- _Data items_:
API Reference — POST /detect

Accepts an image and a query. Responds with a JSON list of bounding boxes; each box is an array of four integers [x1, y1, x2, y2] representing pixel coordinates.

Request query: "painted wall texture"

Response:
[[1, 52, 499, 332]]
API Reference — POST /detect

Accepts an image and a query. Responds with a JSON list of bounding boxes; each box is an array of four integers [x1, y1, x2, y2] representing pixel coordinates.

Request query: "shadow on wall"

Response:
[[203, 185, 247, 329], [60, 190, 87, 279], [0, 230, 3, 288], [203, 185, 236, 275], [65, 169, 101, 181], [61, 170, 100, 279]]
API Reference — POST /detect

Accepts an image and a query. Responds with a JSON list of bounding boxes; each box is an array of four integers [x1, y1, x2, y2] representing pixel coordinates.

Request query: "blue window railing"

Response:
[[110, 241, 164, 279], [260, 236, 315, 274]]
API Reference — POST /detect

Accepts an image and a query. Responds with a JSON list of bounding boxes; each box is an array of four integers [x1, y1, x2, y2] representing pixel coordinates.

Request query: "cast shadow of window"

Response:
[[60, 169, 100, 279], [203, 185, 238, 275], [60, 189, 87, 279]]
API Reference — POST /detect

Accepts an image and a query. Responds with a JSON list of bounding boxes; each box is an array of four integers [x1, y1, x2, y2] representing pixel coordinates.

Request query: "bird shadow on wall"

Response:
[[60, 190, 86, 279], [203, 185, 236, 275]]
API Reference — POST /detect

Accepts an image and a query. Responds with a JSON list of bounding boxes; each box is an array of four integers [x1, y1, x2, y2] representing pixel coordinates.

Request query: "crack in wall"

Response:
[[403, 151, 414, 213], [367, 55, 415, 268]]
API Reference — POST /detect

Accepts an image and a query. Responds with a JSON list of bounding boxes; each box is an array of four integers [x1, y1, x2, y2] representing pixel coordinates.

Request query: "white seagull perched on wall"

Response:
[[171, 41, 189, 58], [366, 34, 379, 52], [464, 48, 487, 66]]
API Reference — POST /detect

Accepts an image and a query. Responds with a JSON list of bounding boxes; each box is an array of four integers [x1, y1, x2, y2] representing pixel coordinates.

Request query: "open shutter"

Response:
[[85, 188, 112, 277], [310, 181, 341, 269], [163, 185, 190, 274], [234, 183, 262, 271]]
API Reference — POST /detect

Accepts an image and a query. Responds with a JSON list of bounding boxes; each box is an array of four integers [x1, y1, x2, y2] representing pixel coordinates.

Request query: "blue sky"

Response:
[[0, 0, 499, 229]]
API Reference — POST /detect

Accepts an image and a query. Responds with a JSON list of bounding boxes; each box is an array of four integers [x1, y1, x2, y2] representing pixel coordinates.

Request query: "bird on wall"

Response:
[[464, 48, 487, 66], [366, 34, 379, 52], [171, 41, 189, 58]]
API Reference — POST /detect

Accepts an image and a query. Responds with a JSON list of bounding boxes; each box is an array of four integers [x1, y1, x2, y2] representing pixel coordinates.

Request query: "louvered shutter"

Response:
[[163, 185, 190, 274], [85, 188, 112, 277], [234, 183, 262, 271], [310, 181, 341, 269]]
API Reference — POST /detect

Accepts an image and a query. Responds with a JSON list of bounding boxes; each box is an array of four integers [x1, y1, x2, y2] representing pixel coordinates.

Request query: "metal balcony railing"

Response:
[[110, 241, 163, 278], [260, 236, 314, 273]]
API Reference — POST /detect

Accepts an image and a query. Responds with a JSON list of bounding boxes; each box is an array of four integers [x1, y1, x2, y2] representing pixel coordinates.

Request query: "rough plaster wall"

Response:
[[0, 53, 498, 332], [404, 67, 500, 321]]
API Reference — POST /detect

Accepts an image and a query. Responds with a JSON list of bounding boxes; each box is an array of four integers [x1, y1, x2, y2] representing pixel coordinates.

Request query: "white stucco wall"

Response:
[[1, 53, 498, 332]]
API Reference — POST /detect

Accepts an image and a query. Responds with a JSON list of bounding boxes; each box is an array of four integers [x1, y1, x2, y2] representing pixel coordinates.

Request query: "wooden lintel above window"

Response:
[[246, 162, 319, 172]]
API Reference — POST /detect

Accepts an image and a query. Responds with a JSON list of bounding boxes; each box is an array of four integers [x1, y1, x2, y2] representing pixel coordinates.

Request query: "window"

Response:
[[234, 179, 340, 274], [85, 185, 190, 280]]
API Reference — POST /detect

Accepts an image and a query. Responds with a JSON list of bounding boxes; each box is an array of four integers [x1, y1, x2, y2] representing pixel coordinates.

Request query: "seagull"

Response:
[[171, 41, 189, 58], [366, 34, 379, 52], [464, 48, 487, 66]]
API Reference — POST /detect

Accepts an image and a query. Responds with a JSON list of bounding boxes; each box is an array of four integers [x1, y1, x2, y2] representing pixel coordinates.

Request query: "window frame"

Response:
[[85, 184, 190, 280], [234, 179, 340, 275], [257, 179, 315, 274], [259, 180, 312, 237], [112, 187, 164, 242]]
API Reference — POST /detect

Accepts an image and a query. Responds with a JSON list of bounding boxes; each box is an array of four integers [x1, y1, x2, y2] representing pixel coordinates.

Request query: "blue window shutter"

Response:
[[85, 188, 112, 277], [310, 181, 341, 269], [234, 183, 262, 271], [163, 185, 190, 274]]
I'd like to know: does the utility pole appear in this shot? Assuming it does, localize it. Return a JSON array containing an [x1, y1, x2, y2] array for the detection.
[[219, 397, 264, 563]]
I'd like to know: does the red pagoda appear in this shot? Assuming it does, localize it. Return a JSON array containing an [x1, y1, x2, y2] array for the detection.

- _Your assignment_: Can you quote exactly the lines from the one containing "I'd like to know: does the utility" through the last line of the records above, and nothing else?

- _Response to the exercise_:
I'd like to know: does the utility pole appear in this shot? Assuming it does, localize it. Return a JSON array containing an [x1, y1, x2, y2] array for the detection.
[[219, 397, 264, 563]]
I'd like to know: does the red pagoda appear in this shot? Assuming it does, localize it. Return a JSON array containing an [x1, y1, x2, y2] array for the detection.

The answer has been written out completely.